[BEGIN EXTRACT PROVIDED]
= List of sports museums and halls of fame in Australia =

Australia has a rich sporting history. Sports museums and halls of fame have been established to recognize and promote the achievements of Australian athletes and sporting teams. This list is restricted to sports museums with a national focus and halls of fame with a national and state focus. Many Australian state sports organisations have established halls of fame but these are not listed.
[END EXTRACT PROVIDED]
_EXERCISE TASKS_
A - According to the passage about Australian sports museums and halls of fame, which halls of fame are left off the list?
B - Reproduce the passage about Australian sports museums and halls of fame word for word, from "Australia has a" up to and including "are not listed.".
Rely only on the passage about Australian sports museums and halls of fame.
[BEGIN MATERIAL SHOWN]
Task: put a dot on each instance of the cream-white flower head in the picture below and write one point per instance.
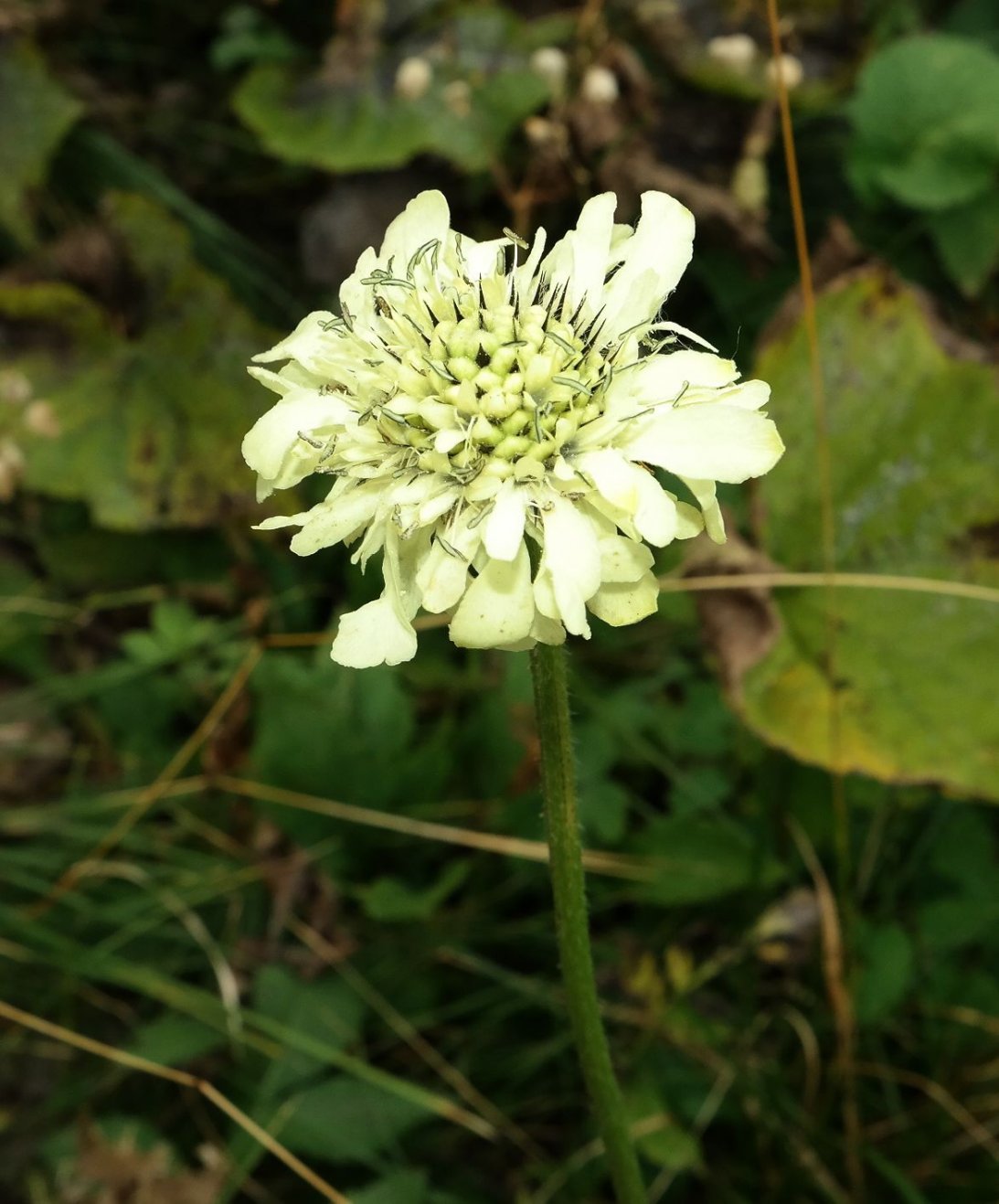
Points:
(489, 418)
[END MATERIAL SHOWN]
[BEGIN MATERIAL SHOWN]
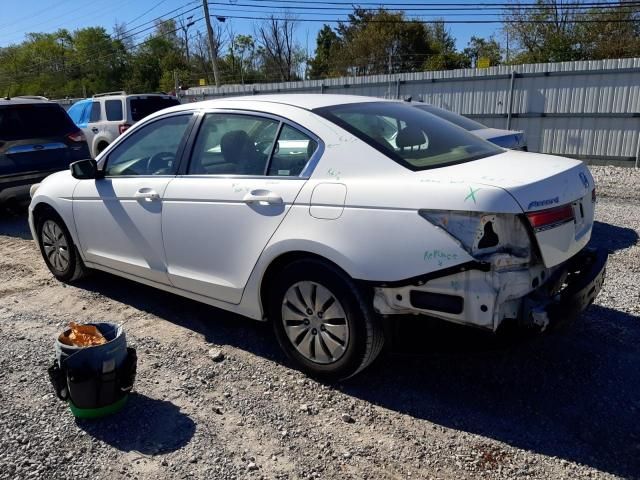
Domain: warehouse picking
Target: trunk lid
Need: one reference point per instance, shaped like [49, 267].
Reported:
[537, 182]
[END MATERIAL SHOWN]
_ANSWERS IN ORDER_
A - Halls of fame established by Australian state sports organisations are not listed.

B -
Australia has a rich sporting history. Sports museums and halls of fame have been established to recognize and promote the achievements of Australian athletes and sporting teams. This list is restricted to sports museums with a national focus and halls of fame with a national and state focus. Many Australian state sports organisations have established halls of fame but these are not listed.